### Supplied passage:
[XLA:Python] Add infeed/outfeed methods to Device.

Change in preparation for removing them from PyLocalClient. PiperOrigin-RevId: 292016124 Change-Id: I0f9d0fb4e053f24b2e313611731afaa796388f55
2020-01-28 14:38:03 -08:00 · 2020-01-28 14:38:03 -08:00 · 7a4123bda5
commit 7a4123bda5
parent 9c6e8d5d19
6 changed files with 45 additions and 12 deletions
--- a/tensorflow/compiler/xla/python/BUILD
+++ b/tensorflow/compiler/xla/python/BUILD
@ -152,6 +152,7 @@ cc_library(
        ":worker_thread",
        "//tensorflow/compiler/xla:status",
        "//tensorflow/compiler/xla:util",
+        "//tensorflow/compiler/xla/client:local_client",
        "//tensorflow/core:lib",
        "//tensorflow/core:stream_executor",
        "@com_google_absl//absl/memory",
--- a/tensorflow/compiler/xla/python/local_client.cc
+++ b/tensorflow/compiler/xla/python/local_client.cc
@ -197,7 +197,7 @@ StatusOr<std::shared_ptr<PyLocalClient>> PyLocalClient::Get(
    se::StreamExecutor* executor =
        client->backend().stream_executor(i).ValueOrDie();
    auto device_state = absl::make_unique<LocalDeviceState>(
-        executor, synchronous_deallocation, asynchronous,
+        executor, client, synchronous_deallocation, asynchronous,
        /*allow_event_reuse=*/gpu_platform);
    devices.push_back(MakeDevice(platform_name, i, std::move(device_state)));
  }
--- a/tensorflow/compiler/xla/python/local_device_state.cc
+++ b/tensorflow/compiler/xla/python/local_device_state.cc
@ -25,12 +25,14 @@ limitations under the License.
 namespace xla {

 LocalDeviceState::LocalDeviceState(se::StreamExecutor* executor,
+                                   LocalClient* client,
                                   bool synchronous_deallocation,
                                   bool asynchronous, bool allow_event_reuse)
    : synchronous_deallocation_(synchronous_deallocation),
      event_pool_(allow_event_reuse),
      compute_semaphore_(/*capacity=*/asynchronous ? 32 : 1),
      executor_(executor),
+      client_(client),
      prng_seed_generator_(prng_seed_device_()),
      prng_seed_distribution_(std::numeric_limits<int>::min(),
                              std::numeric_limits<int>::max()) {
--- a/tensorflow/compiler/xla/python/local_device_state.h
+++ b/tensorflow/compiler/xla/python/local_device_state.h
@ -21,6 +21,7 @@ limitations under the License.

[Data listing]
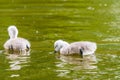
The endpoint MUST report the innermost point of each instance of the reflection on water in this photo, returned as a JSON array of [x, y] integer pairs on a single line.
[[16, 62], [68, 64]]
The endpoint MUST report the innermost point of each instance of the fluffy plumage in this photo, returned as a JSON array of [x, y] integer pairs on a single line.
[[81, 47], [16, 44]]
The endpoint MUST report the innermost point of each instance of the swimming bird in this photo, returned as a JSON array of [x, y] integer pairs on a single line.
[[82, 47], [16, 45]]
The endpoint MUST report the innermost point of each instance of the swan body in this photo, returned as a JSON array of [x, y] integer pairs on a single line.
[[16, 44]]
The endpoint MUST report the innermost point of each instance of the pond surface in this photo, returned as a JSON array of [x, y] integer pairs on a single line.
[[43, 22]]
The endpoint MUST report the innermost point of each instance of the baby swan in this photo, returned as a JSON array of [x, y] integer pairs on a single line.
[[16, 45], [81, 48]]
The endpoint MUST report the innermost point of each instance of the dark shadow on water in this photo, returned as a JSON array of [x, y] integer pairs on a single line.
[[72, 64], [16, 63]]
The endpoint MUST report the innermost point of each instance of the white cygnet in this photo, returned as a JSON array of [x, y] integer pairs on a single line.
[[82, 47], [16, 45]]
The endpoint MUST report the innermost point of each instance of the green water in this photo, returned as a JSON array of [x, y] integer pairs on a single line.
[[44, 21]]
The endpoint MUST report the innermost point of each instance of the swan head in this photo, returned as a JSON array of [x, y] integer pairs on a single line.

### Exercise directions:
Go on with the commit diff adding infeed/outfeed methods to Device, starting after its last line. The records stand apart from the commit diff and are material of their own.

### The result:
 #include <vector>

 #include "absl/synchronization/mutex.h"
+#include "tensorflow/compiler/xla/client/local_client.h"
 #include "tensorflow/compiler/xla/python/event_pool.h"
 #include "tensorflow/compiler/xla/python/semaphore.h"
 #include "tensorflow/compiler/xla/python/worker_thread.h"
@ -41,14 +42,17 @@ class LocalDeviceState {
  //
  // If asynchronous is false, the host will synchronize to the device after
  // each execution or transfer. This is intended for debugging only.
-  LocalDeviceState(se::StreamExecutor* executor, bool synchronous_deallocation,
-                   bool asynchronous, bool allow_event_reuse);
+  LocalDeviceState(se::StreamExecutor* executor, LocalClient* client,
+                   bool synchronous_deallocation, bool asynchronous,
+                   bool allow_event_reuse);
  virtual ~LocalDeviceState();

  se::StreamExecutor* executor() const { return executor_; }
  // StreamExecutor (local) device ordinal.
  int device_ordinal() const { return executor_->device_ordinal(); }

+  LocalClient* client() const { return client_; }
+
  bool synchronous_deallocation() const { return synchronous_deallocation_; }

  EventPool& event_pool() { return event_pool_; }
@ -113,7 +117,8 @@ class LocalDeviceState {
  // stream by the host ahead of the device.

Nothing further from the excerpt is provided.